═════ Entries shown

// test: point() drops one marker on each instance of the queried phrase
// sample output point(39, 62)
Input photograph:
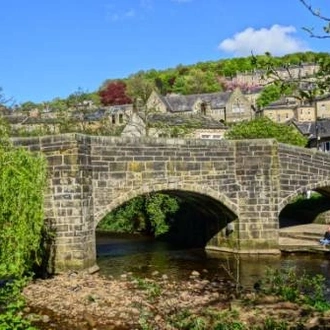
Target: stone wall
point(91, 176)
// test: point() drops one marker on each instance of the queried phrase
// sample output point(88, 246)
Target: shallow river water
point(143, 256)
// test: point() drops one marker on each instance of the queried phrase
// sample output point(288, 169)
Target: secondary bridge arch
point(90, 175)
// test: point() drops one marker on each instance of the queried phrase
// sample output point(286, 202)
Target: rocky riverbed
point(87, 301)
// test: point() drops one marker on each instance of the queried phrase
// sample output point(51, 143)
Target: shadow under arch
point(306, 210)
point(199, 219)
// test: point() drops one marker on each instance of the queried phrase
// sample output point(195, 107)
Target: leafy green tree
point(147, 214)
point(139, 88)
point(265, 128)
point(197, 81)
point(325, 31)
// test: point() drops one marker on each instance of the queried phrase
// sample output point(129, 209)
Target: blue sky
point(50, 48)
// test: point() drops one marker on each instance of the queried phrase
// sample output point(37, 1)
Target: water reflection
point(143, 256)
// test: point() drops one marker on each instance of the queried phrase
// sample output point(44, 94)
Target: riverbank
point(89, 301)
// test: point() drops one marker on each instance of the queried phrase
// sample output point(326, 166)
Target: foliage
point(299, 288)
point(147, 213)
point(139, 88)
point(11, 304)
point(114, 93)
point(317, 13)
point(265, 128)
point(22, 177)
point(196, 82)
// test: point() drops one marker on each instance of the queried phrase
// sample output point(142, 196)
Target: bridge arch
point(323, 187)
point(166, 188)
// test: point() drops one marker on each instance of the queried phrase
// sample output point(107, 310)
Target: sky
point(51, 49)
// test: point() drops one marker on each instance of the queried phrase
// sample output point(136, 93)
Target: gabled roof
point(197, 121)
point(183, 103)
point(309, 128)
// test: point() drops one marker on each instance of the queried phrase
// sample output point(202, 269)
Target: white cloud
point(181, 1)
point(278, 40)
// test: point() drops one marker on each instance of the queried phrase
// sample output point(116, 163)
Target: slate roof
point(197, 121)
point(119, 108)
point(279, 104)
point(184, 103)
point(308, 128)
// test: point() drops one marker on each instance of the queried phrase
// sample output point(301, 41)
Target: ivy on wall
point(22, 183)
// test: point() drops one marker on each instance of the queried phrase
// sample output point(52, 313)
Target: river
point(141, 256)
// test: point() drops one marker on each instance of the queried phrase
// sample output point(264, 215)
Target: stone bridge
point(242, 184)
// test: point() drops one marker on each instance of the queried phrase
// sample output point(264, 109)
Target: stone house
point(287, 109)
point(169, 125)
point(230, 106)
point(317, 132)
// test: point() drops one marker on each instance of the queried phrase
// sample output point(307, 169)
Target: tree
point(79, 101)
point(139, 88)
point(326, 28)
point(197, 81)
point(265, 128)
point(23, 178)
point(114, 93)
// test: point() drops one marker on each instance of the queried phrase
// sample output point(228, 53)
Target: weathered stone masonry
point(90, 176)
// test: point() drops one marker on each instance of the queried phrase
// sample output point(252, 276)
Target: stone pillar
point(257, 172)
point(69, 204)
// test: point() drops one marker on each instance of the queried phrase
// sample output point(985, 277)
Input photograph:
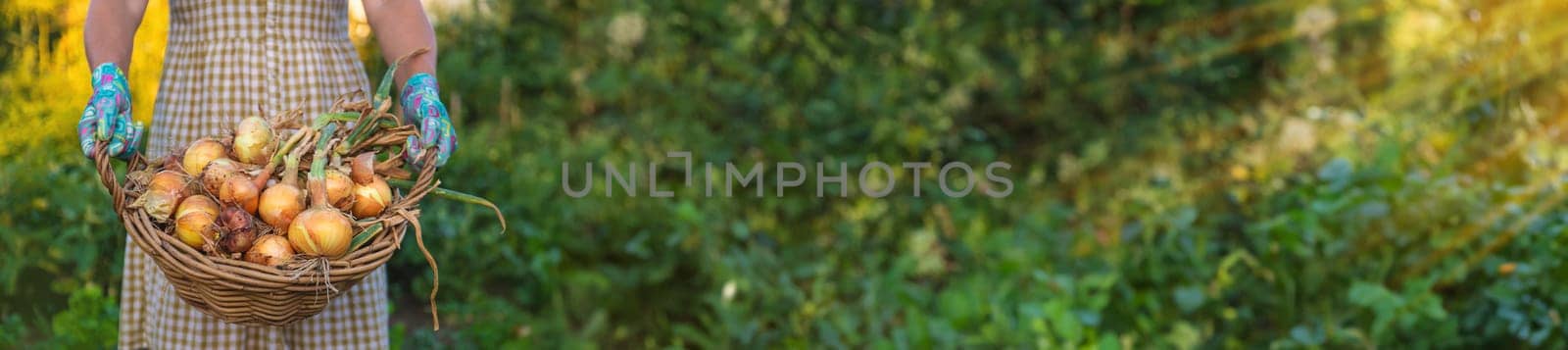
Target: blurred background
point(1305, 173)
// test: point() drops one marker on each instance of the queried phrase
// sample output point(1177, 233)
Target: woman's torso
point(234, 59)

══════════

**Instructions for the task:**
Lay out the material as a numbered list, starting with its first line and going on through the line with "point(91, 176)", omitting blank lines and leaving the pictures out.

**Full output:**
1. // test: point() drops one marker on each instance of the queried phrase
2. // sample output point(39, 62)
3. Input photograph:
4. Target: stone wall
5. point(91, 176)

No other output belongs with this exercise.